Tujuan Tugas 1 =
Sajikan dalam bentuk tabel Markdown bagian catatan yang dimulai dari baris berisi "it for flour" sampai baris berisi "(137, 71), (300, 167)", dengan kolom No untuk nomor baris dan kolom Baris untuk isinya, tanpa baris kosong.

Lihat ke Halaman Asli

Belajar Arif dari Kanekes

Diperbarui: 26 Juni 2015   19:19

Kompasiana adalah platform blog. Konten ini menjadi tanggung jawab bloger dan tidak mewakili pandangan redaksi Kompas.

Sosbud. Sumber ilustrasi: KOMPAS.com/Pesona Indonesia

"PANJANG TAK BOLEH DIPOTONG, PENDEK TAK BOLEH DISAMBUNG"

Mudah sekali mengartikan petuah di atas. Hiduplah apa adanya.

Itulah yang dari dulu, dan sampai saat ini masih dipegang erat oleh sekelompok masyarakat di daerah Banten Selatan. Mereka adalah warga Desa Kanekes, Kecamatan Leuwidamar, Kabupaten Lebak, Banten. Atau lebih mudah kebanyakan orang menyebut mereka Orang Baduy.

Tahun 1997 adalah interaksi pertama saya dengan mereka. Pak Utun Leman Kartakusuma, fotografer harian Suara Pembaruan (Sinar Harapan) dan Don Hasman, fotografer tabloid Mutiara yang pertama kali mengenalkan saya pada Urang Kanekes.

Dari pertama kali saya bertemu dan merasakan kehidupan Urang Kanekes, terutama Urang Tangtu (Baduy Dalam), saya sudah merasakan kehidupan yang begitu bersatu bersenyawa dengan alam. Mereka hidup untuk menjaga alam, bukan sekedar memanfaatkan apalagi menguras apa yang alam punya.

Ciri paling menonjol dari mereka adalah pakaian mereka yang hanya terdiri atas baju pangsi putih atau hitam, sarung aros hitam, dan ikat kepala putih, serta tanpa alas kaki. Kerap mereka menyandang kantong kain, tas jaro atau koja dari bahan kulit kayu saat mereka bepergian. Mereka selalu bepergian dengan berjalan kaki. Pantang bagi mereka untuk naik kendaraan. Mereka membiarkan kulit kaki mereka merasakan keras, basah, dingin, dan panasnya tanah yang menghidupi mereka.

Masuk ke perkampungan Baduy Dalam ( Cibeo, Cikartawana, dan Cikeusik) adalah masuk ke tempat penuh kedamaian. Kampung yang tertata natural, tenang, dan bersih. Rumah-rumah mereka adalah rumah panggung bermaterial bambu dan kayu beratap rumbia. Mereka bukan memakai paku, melainkan hanya pasak dan tali untuk menyatukan tiang dan dinding. Dan kontur tanah tempat rumah itu berdiri semuanya utuh. Bila kebetulan sebuah rumah harus berdiri di tanah yang tidak rata, maka bukan tanahnya yang mereka cangkuli untuk diratakan, tapi tiang panggungnya yang dibuat tinggi pendek menyesuaikan kontur tanah aslinya.

Tujuan Tugas 2 =
Dalam teks tentang Orang Baduy, apa yang dipakai untuk menyatukan tiang dan dinding rumah Baduy Dalam sebagai pengganti paku?

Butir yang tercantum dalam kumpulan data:
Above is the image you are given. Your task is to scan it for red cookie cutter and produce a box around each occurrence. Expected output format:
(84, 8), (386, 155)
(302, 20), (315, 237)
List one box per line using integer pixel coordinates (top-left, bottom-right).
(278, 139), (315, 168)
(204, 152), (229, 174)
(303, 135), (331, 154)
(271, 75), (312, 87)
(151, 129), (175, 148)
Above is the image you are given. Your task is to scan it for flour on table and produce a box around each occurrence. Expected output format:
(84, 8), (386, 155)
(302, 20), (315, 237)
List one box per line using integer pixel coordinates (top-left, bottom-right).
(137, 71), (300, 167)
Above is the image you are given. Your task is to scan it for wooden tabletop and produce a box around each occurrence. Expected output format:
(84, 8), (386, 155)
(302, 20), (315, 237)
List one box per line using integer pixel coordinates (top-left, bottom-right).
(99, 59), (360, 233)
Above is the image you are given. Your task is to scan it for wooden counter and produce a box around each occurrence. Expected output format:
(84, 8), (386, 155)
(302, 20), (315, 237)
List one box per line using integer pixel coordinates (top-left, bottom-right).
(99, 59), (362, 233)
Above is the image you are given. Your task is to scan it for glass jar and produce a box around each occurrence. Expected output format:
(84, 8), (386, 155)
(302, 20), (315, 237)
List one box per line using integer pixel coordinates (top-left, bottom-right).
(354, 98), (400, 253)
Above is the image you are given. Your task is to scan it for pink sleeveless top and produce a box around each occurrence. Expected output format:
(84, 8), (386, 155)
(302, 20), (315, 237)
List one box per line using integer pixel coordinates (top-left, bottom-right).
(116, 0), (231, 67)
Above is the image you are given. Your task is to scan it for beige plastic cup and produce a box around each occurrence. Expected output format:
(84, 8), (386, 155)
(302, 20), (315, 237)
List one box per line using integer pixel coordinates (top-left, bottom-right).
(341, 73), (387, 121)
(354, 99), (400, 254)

Jawaban Lengkap 1 =
| No | Baris |
|---|---|
| 1 | Above is the image you are given. Your task is to scan it for flour on table and produce a box around each occurrence. Expected output format: |
| 2 | (84, 8), (386, 155) |
| 3 | (302, 20), (315, 237) |
| 4 | List one box per line using integer pixel coordinates (top-left, bottom-right). |
| 5 | (137, 71), (300, 167) |

Jawaban Lengkap 2 =
Pasak dan tali.